(Location labeling entries)
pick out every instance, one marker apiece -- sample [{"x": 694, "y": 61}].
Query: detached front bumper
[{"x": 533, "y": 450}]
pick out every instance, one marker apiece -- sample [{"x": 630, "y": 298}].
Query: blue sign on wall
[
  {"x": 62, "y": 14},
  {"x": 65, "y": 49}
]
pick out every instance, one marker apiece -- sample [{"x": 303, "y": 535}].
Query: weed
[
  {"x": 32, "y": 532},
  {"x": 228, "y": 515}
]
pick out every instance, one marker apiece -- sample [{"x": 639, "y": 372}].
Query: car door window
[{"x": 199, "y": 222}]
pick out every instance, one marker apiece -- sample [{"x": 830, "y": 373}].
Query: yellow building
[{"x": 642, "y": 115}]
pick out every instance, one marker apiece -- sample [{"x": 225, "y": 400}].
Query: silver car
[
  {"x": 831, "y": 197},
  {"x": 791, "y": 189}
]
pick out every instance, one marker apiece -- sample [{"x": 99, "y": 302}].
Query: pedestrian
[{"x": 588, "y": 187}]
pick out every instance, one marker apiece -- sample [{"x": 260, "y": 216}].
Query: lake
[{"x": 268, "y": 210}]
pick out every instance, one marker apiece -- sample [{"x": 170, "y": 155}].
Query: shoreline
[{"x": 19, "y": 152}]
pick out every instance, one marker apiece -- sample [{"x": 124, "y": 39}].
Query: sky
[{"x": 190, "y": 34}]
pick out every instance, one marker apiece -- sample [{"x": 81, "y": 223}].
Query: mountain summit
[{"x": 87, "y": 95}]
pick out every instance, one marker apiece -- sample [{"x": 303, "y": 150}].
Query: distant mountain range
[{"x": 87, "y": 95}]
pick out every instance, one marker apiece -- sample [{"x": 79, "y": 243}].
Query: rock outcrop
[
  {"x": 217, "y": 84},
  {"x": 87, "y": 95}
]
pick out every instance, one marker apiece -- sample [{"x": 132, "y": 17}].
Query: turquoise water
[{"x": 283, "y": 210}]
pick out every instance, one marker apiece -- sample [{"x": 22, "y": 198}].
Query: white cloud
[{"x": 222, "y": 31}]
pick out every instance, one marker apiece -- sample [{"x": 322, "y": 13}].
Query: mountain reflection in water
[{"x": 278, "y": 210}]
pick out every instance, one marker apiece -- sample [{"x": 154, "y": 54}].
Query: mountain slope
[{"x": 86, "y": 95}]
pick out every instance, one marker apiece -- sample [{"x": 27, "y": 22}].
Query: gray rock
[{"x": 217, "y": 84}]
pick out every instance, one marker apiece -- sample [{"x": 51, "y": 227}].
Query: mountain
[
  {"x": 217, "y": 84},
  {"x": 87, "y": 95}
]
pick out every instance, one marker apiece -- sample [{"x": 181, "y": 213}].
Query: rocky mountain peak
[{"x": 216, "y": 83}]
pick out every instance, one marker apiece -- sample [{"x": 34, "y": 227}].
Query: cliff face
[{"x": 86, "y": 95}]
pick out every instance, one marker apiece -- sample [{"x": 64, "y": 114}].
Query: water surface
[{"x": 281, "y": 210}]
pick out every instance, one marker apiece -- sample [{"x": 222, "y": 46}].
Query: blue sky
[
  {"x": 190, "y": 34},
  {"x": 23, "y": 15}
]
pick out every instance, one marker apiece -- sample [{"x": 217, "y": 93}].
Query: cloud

> **Given problem**
Please gather every line from the entries above that contains the word "water", and copy each one out. Case counts.

> **Solved exercise**
Query: turquoise water
Query: mountain reflection in water
Query: water surface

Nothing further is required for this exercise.